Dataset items
---
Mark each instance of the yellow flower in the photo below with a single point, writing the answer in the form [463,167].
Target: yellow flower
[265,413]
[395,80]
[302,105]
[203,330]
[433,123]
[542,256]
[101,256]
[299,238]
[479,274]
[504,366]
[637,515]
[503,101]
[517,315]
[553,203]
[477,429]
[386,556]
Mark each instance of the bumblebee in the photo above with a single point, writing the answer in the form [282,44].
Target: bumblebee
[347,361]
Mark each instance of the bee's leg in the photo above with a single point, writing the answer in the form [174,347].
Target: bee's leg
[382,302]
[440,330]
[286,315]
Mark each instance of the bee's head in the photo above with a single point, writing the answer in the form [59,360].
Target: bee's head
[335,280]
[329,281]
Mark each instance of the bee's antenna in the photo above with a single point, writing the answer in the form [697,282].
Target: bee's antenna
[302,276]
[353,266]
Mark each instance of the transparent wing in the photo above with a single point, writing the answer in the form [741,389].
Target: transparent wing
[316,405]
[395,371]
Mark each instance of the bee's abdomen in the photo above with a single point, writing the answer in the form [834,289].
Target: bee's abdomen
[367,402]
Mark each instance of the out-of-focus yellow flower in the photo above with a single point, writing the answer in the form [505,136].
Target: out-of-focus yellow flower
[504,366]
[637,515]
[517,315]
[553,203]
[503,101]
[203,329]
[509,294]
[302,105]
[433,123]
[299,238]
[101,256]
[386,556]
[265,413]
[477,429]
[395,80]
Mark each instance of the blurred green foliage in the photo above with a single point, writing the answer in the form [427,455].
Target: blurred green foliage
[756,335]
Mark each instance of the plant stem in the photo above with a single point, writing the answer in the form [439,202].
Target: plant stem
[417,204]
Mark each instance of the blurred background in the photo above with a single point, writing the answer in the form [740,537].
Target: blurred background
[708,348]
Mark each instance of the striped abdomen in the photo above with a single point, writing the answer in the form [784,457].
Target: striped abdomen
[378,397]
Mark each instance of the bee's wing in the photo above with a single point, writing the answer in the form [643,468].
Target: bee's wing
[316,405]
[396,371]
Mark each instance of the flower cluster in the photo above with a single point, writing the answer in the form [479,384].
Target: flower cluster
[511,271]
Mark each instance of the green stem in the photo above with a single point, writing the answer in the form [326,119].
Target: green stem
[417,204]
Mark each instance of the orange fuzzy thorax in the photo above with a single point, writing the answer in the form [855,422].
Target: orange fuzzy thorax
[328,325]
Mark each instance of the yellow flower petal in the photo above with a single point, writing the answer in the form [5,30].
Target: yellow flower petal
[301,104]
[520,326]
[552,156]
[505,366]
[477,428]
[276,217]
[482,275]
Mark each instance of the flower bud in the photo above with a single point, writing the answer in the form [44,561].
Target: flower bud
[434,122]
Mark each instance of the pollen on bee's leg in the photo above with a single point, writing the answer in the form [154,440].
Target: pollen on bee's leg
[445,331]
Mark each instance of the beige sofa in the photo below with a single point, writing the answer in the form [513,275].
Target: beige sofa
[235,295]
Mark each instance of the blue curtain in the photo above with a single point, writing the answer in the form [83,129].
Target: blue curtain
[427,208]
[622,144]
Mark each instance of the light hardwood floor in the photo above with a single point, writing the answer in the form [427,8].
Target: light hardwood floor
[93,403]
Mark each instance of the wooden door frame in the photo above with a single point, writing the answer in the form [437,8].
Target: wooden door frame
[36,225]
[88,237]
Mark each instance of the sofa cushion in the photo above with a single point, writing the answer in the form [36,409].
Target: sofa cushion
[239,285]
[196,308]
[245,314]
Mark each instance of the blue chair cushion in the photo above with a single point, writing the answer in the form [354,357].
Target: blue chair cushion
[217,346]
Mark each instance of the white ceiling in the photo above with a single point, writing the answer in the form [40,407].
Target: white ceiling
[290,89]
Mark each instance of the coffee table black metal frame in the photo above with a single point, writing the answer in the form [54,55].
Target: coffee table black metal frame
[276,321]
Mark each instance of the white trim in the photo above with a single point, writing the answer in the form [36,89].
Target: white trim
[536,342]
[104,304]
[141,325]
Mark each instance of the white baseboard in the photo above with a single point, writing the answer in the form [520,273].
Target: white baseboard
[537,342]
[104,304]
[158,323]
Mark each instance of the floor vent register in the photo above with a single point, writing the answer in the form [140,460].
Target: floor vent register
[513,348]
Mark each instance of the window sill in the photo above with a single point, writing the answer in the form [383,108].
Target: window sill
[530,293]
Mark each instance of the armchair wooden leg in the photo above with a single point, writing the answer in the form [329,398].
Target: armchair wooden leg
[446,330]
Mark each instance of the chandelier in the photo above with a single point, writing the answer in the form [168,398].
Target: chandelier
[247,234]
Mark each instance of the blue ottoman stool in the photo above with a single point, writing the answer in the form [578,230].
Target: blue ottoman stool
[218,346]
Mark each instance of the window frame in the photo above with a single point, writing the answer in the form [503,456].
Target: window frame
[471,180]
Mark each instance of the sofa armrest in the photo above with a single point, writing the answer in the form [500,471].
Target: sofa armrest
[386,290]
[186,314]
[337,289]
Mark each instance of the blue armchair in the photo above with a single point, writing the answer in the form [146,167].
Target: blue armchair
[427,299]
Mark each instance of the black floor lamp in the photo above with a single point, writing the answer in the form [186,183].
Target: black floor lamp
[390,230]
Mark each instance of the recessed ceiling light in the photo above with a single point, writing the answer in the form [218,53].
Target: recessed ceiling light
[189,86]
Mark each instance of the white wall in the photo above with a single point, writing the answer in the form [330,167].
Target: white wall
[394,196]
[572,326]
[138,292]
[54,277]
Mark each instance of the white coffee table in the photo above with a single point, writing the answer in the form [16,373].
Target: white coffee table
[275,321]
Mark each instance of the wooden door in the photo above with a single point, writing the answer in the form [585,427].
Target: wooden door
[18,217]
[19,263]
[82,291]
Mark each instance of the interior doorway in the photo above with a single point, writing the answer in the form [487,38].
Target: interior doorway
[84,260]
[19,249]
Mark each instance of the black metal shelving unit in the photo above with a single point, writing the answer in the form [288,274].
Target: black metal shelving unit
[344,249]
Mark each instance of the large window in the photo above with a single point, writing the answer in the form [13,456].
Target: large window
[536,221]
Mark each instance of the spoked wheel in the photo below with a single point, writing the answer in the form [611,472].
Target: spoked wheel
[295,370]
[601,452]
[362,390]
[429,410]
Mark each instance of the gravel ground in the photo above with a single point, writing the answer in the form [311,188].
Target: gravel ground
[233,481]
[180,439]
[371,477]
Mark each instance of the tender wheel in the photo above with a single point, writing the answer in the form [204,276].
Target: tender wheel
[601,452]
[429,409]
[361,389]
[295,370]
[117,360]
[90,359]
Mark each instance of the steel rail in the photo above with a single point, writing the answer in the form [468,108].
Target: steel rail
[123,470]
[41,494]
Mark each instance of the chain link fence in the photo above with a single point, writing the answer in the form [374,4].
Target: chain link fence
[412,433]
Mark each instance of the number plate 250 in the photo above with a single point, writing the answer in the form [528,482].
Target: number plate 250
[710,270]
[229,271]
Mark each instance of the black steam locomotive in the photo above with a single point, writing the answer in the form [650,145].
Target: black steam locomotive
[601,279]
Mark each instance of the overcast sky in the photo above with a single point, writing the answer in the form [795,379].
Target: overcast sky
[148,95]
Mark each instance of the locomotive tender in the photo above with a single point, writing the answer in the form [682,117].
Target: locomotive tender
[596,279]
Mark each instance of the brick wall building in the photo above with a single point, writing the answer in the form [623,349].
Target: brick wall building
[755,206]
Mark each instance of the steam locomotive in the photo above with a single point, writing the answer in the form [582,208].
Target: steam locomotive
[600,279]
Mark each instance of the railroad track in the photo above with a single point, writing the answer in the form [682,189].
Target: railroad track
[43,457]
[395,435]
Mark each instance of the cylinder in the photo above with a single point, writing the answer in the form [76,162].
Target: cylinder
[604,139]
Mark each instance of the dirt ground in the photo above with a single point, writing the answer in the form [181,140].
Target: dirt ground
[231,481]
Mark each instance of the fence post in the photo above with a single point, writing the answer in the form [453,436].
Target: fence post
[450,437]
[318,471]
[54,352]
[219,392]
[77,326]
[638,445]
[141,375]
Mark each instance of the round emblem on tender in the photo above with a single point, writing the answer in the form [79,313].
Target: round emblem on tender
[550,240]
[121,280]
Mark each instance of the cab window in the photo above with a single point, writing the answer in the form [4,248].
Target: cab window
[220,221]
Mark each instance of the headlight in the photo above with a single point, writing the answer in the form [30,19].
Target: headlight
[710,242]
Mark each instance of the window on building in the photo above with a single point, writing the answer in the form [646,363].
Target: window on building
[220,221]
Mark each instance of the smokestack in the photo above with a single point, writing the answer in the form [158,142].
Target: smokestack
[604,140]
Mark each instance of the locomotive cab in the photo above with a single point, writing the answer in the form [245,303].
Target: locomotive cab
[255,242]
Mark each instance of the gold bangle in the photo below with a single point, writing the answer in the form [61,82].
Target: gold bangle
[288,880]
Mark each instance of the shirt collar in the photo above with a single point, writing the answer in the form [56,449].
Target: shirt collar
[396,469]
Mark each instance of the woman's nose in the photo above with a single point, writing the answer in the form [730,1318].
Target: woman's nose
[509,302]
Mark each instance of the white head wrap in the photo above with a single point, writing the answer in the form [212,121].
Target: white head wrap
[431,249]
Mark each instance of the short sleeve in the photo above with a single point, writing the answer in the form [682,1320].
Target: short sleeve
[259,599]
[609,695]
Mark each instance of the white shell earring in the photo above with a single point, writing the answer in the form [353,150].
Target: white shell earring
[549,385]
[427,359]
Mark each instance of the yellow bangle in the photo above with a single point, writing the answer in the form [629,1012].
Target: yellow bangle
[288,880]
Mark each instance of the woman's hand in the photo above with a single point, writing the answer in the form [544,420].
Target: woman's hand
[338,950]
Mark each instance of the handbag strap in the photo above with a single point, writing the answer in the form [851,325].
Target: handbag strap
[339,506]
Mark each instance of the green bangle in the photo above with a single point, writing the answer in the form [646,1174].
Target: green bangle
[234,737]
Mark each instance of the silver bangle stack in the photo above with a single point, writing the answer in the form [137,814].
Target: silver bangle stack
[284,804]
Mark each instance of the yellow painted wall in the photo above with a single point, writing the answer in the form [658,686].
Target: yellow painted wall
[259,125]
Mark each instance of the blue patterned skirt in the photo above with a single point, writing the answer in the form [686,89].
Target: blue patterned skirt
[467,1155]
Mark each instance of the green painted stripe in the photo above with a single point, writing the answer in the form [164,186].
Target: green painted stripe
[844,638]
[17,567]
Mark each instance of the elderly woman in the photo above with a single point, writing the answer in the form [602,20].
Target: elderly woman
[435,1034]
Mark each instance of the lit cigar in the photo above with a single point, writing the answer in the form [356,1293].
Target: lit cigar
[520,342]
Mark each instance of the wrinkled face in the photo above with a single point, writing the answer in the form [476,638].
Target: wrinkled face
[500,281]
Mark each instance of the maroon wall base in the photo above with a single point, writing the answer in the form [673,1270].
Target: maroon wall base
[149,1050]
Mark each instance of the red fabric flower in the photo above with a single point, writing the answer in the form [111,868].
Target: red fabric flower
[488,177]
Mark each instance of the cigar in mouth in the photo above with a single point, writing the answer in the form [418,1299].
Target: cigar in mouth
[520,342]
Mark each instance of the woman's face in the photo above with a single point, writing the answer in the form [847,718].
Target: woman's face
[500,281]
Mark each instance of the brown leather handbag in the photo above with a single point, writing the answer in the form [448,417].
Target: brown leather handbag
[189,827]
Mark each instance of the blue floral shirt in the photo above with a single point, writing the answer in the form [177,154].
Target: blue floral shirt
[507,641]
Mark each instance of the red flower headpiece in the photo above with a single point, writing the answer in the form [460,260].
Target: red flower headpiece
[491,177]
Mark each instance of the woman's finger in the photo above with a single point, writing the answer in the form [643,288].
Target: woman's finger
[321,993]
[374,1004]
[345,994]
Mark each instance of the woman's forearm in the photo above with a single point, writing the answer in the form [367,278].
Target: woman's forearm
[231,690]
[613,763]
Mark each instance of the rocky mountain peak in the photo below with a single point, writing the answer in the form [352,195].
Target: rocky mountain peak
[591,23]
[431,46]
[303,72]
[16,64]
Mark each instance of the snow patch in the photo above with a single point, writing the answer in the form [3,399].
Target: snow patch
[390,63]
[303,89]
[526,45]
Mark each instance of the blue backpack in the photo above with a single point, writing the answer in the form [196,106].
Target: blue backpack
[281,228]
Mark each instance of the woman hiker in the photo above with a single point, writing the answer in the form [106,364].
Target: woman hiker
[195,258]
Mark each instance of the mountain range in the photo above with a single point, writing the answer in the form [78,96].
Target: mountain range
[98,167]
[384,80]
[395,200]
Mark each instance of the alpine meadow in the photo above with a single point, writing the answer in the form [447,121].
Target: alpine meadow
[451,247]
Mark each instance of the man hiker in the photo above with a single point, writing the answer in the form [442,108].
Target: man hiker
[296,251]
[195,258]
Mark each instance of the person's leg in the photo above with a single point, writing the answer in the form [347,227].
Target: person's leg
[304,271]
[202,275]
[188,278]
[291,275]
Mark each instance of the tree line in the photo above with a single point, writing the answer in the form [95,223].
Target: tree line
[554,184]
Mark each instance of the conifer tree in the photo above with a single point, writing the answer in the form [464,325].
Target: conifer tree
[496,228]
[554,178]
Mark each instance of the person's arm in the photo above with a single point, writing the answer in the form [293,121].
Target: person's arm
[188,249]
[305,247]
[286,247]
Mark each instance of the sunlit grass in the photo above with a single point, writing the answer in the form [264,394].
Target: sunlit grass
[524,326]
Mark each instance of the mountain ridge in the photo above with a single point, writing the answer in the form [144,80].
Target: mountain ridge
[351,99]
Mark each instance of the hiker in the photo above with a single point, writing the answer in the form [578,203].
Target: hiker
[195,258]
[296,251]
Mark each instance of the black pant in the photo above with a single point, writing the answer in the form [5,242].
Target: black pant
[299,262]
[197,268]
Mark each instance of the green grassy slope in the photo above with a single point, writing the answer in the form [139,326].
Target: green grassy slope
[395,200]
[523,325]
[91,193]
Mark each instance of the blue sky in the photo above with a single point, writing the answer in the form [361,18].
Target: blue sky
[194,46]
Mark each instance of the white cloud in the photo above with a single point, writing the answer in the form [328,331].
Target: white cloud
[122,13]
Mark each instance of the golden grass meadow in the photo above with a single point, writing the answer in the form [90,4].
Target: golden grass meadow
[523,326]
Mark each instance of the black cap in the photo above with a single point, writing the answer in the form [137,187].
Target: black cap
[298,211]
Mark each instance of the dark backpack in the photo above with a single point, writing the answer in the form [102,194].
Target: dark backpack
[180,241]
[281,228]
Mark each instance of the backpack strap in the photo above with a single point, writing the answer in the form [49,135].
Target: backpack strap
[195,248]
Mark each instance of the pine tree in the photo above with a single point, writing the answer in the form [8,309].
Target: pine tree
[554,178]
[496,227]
---
● Description of the task
Give back the records above exactly, limited to the lines between the one holding "Mark each instance of the sunlit" and the one holding "Mark each instance of the black pant", inclusive.

● Completed task
Mark each instance of the sunlit grass in the photo above with a single point, writing the answer in the form [264,394].
Target: sunlit grass
[524,326]
Mark each instance of the mountain ridge in the photo above with a single point, writing the answer in the form [144,80].
Target: mountain ridge
[351,99]
Mark each instance of the hiker in the photo above with a single point, writing the answer in the form [578,203].
Target: hiker
[195,258]
[296,251]
Mark each instance of the black pant in the photo above with a single point, writing the answer in the form [5,242].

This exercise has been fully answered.